> [TASK GOAL] The required result is a line count: how many lines in this data hold the word "boat". Give only that.

Records from a collection:
┄┄┄┄┄┄┄┄┄┄
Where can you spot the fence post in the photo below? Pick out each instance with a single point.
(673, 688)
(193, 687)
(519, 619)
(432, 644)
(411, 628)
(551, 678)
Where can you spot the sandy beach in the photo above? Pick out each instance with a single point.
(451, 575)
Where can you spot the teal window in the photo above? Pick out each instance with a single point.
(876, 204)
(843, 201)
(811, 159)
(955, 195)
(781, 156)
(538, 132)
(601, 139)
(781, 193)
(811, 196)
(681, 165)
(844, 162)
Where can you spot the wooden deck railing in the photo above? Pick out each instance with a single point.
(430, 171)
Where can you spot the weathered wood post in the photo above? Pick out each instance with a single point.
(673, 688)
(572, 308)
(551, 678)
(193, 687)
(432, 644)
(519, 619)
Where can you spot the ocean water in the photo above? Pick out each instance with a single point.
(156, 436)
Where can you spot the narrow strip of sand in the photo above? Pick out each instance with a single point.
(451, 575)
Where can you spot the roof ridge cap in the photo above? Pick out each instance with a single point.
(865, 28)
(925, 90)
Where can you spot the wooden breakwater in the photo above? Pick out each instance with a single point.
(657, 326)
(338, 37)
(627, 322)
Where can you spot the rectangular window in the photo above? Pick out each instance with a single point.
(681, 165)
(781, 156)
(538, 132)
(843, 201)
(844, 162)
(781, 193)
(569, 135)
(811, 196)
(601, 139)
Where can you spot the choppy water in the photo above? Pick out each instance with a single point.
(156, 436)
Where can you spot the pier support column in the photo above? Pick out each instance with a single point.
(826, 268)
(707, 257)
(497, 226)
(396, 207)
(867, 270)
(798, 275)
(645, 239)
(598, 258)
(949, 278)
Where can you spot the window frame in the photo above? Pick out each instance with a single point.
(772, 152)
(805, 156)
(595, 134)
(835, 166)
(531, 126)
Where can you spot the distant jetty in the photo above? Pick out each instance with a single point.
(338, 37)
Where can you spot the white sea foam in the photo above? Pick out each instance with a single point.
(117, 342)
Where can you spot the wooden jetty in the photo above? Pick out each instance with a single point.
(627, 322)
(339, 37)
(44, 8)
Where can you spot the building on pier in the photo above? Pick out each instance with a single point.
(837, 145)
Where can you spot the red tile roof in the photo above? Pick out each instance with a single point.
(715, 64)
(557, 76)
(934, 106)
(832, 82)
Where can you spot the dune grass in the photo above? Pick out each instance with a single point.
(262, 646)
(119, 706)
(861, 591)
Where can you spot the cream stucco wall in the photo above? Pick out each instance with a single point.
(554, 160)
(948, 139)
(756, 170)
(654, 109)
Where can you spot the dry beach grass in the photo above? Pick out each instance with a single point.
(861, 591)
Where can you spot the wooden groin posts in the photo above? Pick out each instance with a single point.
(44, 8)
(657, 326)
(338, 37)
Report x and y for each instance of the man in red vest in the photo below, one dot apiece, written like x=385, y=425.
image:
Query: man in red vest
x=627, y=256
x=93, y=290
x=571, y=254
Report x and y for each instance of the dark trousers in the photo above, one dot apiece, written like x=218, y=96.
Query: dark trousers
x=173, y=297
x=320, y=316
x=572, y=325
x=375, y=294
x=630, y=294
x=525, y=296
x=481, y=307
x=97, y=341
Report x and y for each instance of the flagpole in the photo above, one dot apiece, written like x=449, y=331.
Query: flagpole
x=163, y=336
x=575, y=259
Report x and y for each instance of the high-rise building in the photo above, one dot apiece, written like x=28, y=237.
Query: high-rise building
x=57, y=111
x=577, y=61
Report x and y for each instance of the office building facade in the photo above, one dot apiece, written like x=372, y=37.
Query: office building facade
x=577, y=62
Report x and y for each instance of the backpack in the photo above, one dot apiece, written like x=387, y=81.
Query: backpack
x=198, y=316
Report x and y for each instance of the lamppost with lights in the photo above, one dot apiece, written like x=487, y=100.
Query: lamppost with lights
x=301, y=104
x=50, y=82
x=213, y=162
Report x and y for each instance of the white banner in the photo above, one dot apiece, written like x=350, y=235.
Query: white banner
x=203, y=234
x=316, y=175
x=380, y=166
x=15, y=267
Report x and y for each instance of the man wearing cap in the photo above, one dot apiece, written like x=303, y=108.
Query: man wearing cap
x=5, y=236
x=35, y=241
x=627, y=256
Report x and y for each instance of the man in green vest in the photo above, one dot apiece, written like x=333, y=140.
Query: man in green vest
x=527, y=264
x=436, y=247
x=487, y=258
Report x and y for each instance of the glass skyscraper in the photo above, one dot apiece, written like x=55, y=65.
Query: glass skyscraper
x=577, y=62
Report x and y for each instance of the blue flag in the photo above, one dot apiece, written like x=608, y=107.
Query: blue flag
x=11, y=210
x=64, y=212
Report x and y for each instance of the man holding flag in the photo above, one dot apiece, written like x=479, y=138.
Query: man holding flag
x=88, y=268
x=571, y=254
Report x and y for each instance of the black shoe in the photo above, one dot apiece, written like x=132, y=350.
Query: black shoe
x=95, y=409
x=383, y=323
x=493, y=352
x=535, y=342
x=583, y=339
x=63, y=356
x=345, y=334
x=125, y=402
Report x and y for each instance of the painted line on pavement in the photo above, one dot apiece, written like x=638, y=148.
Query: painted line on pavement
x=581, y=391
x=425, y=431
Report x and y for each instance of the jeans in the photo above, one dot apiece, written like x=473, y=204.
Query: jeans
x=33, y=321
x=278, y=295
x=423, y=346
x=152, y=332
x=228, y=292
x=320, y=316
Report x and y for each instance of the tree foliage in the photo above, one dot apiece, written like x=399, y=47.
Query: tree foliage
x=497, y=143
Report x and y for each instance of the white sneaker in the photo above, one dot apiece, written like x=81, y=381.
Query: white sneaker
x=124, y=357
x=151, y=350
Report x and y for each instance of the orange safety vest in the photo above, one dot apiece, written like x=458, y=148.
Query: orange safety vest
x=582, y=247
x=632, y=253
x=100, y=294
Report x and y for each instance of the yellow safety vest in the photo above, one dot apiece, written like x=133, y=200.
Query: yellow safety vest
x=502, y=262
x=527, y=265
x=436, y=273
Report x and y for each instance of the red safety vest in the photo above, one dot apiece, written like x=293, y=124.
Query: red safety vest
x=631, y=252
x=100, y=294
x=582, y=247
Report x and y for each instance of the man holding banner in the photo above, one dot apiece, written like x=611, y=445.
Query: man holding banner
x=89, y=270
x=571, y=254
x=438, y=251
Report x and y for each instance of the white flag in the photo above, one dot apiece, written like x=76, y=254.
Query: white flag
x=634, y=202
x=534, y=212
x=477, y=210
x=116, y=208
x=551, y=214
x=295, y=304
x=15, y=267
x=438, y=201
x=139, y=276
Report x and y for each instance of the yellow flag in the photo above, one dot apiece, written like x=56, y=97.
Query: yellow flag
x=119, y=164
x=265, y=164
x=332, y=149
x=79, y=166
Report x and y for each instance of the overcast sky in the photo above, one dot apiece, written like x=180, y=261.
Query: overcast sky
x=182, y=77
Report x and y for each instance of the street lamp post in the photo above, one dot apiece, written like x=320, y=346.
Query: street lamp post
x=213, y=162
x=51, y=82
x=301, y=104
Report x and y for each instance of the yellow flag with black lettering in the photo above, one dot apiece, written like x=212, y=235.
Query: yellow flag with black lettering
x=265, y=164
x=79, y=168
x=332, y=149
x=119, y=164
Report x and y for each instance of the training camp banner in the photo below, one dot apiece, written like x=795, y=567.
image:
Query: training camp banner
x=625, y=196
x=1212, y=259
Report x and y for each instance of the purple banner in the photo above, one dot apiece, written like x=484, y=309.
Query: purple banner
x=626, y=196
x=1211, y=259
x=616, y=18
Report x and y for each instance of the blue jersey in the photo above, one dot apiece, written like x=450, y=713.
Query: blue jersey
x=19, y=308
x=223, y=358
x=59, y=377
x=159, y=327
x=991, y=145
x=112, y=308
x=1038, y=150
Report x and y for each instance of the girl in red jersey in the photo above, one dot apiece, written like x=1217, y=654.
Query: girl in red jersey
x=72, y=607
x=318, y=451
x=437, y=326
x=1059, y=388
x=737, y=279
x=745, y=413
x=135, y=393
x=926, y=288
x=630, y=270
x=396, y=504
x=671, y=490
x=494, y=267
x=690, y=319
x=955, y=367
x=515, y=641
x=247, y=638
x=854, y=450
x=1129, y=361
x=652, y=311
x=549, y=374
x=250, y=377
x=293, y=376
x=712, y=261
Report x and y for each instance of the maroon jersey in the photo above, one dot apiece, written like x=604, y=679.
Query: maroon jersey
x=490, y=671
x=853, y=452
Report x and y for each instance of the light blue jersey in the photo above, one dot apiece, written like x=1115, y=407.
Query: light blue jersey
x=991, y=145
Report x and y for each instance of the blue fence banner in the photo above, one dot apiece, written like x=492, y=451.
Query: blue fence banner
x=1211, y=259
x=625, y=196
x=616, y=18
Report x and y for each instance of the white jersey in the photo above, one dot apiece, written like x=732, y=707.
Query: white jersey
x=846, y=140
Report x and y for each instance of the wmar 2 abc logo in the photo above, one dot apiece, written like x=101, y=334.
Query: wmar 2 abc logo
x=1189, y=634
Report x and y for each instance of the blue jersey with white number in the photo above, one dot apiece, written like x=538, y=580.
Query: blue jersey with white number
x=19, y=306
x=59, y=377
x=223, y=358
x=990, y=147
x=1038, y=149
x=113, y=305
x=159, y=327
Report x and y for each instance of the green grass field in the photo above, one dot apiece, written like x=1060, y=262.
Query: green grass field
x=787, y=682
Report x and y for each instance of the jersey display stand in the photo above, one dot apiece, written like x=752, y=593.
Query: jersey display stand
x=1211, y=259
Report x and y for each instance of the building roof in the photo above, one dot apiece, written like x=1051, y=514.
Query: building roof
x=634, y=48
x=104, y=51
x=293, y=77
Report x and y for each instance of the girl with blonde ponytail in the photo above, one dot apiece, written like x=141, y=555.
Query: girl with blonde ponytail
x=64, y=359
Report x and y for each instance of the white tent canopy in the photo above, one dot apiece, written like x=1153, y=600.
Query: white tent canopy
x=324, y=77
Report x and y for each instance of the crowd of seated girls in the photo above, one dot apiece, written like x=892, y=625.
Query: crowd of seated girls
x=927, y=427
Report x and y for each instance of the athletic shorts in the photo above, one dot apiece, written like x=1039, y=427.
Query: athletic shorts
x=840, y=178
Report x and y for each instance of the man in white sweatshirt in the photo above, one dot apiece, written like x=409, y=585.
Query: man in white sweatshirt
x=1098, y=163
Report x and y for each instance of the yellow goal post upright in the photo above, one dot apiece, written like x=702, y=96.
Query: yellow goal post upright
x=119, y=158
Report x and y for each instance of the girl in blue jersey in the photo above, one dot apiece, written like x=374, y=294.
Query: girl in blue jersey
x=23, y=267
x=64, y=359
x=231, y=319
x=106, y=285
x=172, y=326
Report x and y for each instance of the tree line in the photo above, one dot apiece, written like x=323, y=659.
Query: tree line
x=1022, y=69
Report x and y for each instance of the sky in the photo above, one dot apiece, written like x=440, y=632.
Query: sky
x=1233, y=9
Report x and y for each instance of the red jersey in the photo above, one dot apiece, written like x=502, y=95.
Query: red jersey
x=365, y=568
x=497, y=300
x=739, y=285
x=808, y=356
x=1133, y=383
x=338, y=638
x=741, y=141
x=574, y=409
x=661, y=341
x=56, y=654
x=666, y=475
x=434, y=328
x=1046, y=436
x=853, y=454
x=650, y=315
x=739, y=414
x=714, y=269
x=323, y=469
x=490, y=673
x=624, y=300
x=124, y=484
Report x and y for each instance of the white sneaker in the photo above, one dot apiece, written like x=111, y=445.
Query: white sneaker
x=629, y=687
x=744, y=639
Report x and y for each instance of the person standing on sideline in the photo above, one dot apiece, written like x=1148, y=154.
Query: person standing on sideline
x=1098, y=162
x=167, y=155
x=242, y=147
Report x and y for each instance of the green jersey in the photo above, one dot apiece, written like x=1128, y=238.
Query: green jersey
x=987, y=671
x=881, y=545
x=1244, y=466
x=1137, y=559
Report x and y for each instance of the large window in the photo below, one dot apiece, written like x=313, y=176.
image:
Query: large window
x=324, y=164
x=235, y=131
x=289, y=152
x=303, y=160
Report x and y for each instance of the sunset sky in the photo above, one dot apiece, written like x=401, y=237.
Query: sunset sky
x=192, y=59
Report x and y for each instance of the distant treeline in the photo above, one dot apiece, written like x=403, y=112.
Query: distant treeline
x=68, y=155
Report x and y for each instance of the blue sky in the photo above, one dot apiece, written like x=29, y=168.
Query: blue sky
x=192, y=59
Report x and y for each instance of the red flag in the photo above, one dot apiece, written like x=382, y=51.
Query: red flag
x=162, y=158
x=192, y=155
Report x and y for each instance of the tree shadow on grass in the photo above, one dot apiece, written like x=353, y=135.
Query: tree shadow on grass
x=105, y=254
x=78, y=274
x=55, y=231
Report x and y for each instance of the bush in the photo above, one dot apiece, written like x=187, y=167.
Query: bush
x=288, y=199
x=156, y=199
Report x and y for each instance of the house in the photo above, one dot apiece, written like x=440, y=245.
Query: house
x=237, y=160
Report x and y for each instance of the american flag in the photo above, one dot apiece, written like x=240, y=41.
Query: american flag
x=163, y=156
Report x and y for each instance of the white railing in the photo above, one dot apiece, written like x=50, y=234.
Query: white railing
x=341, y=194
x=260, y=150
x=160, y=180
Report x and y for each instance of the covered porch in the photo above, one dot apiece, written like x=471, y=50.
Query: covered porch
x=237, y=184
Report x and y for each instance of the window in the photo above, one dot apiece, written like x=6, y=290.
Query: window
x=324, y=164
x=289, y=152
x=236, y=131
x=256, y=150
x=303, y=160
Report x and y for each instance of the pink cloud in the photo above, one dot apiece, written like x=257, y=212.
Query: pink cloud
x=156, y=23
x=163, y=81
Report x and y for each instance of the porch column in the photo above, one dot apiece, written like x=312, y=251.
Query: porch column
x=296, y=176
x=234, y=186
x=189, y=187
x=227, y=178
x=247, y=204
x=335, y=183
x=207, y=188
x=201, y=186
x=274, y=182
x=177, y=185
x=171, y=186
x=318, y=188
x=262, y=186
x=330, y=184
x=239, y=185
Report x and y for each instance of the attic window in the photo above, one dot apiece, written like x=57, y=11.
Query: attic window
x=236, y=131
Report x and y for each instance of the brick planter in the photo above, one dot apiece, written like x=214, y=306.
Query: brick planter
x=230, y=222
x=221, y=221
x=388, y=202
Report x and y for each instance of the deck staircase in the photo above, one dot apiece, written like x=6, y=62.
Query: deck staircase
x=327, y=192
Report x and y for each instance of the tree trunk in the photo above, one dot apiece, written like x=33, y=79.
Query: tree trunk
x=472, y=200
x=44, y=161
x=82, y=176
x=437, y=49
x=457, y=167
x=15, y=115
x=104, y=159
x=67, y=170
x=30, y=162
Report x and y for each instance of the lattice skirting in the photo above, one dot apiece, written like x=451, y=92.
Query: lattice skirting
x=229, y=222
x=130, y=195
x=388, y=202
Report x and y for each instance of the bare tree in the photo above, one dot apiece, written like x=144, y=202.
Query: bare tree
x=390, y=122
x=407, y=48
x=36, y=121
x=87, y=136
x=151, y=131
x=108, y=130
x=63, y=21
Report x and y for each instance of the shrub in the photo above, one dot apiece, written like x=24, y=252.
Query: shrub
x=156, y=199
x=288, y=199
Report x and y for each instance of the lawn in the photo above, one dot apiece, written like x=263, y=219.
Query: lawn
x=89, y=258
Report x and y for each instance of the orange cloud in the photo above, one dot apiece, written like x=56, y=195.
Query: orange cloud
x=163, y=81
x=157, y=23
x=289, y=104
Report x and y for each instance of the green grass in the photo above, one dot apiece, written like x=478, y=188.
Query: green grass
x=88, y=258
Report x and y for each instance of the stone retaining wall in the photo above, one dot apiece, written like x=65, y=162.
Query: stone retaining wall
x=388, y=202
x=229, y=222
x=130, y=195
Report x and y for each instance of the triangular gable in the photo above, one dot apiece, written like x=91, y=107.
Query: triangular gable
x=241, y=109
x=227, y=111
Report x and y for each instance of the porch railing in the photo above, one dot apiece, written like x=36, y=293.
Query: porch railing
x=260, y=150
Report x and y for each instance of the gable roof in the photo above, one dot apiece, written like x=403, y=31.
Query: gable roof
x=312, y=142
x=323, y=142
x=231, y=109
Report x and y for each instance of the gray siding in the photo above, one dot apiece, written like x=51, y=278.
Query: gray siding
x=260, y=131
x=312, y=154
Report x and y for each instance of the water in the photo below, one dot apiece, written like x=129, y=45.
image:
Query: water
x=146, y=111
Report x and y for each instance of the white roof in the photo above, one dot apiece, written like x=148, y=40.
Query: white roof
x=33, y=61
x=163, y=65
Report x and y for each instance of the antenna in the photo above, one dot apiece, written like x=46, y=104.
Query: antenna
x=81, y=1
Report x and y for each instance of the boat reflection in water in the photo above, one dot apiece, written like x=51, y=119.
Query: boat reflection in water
┄┄┄┄┄┄┄┄┄┄
> [ANSWER SPACE] 2